• [Task 1]:
Answer these about the text on Google Plus, one line each:
(a) Under what name was the submission written?
(b) With whom did Steve Jobs meet shortly before his death?
(c) What does the last line call the story?
• [Task 2]: List every person named in the text on Google Plus.
• [Task 3]: From the text on Google Plus, print the passage from "How Steve Jobs" up to and including "his legacy now...".

• [Text provided]:
How Steve Jobs Changed Google Plus
Anthony_Cargile writes "Everyone thinks of Google Plus as a social networking website competing with Facebook, but that is no longer the case — even Google recognizes its failure in that regard. But in a meeting with Sergey Brin and Larry Page shortly before his death, Steve Jobs gave key advice as to what direction to take their company with regards to Google Plus, as is evidenced by their controversial new 'umbrella' privacy policy that went in effect this year. Privacy advocates beware, as the problem is almost certainly worse than ever anticipated."
Seriously, he died months ago, we can stop jerking off all over his legacy now...
Privacy advocates beware, as the problem is almost certainly worse than ever anticipated.
Good thing we have alternatives, right?
Shai Schticks:"You don't make peace with friends, you make peace with enemies"
Nothing but gossip, and scaremongering.

• [Excerpted data]:
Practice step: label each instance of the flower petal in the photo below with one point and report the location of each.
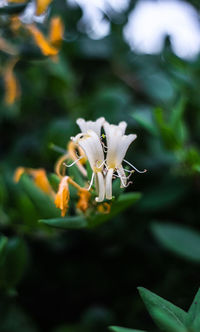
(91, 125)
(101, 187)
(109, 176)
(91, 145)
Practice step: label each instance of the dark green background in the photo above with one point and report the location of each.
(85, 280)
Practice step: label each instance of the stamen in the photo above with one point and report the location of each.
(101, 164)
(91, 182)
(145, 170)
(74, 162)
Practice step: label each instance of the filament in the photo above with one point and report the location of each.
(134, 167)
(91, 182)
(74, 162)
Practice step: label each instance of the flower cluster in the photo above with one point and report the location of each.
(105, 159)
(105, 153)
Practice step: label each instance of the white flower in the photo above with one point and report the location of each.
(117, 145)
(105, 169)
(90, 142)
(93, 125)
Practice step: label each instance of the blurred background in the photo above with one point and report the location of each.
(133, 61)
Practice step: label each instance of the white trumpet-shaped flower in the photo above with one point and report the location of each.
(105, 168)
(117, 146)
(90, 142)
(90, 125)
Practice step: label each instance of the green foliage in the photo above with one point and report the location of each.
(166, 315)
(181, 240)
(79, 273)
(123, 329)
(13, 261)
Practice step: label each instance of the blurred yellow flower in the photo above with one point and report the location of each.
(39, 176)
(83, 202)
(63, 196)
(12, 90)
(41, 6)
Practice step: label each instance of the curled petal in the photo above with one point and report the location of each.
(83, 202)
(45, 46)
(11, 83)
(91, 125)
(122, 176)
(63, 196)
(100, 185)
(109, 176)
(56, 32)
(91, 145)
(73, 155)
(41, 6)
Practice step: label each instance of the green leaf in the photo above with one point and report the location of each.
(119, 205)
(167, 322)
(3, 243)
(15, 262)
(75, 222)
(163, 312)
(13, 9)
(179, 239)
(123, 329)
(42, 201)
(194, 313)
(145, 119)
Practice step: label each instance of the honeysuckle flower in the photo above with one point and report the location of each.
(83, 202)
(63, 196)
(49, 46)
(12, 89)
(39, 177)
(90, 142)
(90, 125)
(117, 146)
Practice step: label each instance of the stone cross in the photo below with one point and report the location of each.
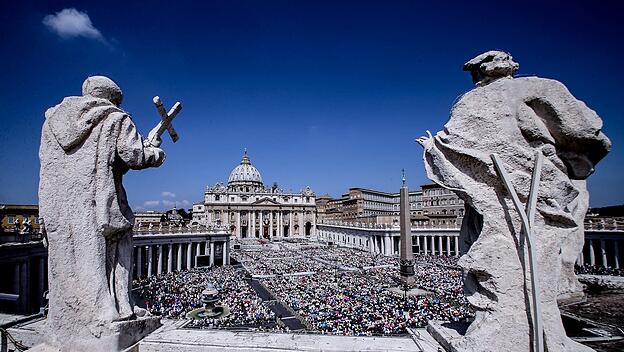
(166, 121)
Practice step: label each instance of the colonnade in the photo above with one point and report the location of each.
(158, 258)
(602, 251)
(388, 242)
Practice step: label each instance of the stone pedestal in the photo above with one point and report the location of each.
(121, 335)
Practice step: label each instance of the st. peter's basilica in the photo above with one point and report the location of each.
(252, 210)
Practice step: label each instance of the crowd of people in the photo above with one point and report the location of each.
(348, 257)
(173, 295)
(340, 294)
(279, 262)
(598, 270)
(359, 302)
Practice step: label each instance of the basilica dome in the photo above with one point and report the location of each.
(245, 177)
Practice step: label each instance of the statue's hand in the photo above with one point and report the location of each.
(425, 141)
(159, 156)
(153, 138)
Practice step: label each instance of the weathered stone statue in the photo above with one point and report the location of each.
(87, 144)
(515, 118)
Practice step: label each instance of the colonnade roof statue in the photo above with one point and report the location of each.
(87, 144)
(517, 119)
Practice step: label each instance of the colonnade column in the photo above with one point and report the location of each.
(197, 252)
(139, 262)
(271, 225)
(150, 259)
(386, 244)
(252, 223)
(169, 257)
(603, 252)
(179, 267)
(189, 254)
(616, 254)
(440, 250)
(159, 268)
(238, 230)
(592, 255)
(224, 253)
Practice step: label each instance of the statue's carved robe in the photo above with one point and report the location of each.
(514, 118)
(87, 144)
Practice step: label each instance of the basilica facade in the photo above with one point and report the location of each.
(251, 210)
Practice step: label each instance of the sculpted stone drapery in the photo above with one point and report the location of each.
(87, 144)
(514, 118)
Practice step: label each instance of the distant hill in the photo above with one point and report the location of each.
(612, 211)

• [Final result 1]:
(a) Anthony_Cargile
(b) Sergey Brin and Larry Page
(c) Nothing but gossip, and scaremongering.

• [Final result 2]:
Anthony_Cargile
Sergey Brin
Larry Page
Steve Jobs
Shai Schticks

• [Final result 3]:
How Steve Jobs Changed Google Plus
Anthony_Cargile writes "Everyone thinks of Google Plus as a social networking website competing with Facebook, but that is no longer the case — even Google recognizes its failure in that regard. But in a meeting with Sergey Brin and Larry Page shortly before his death, Steve Jobs gave key advice as to what direction to take their company with regards to Google Plus, as is evidenced by their controversial new 'umbrella' privacy policy that went in effect this year. Privacy advocates beware, as the problem is almost certainly worse than ever anticipated."
Seriously, he died months ago, we can stop jerking off all over his legacy now...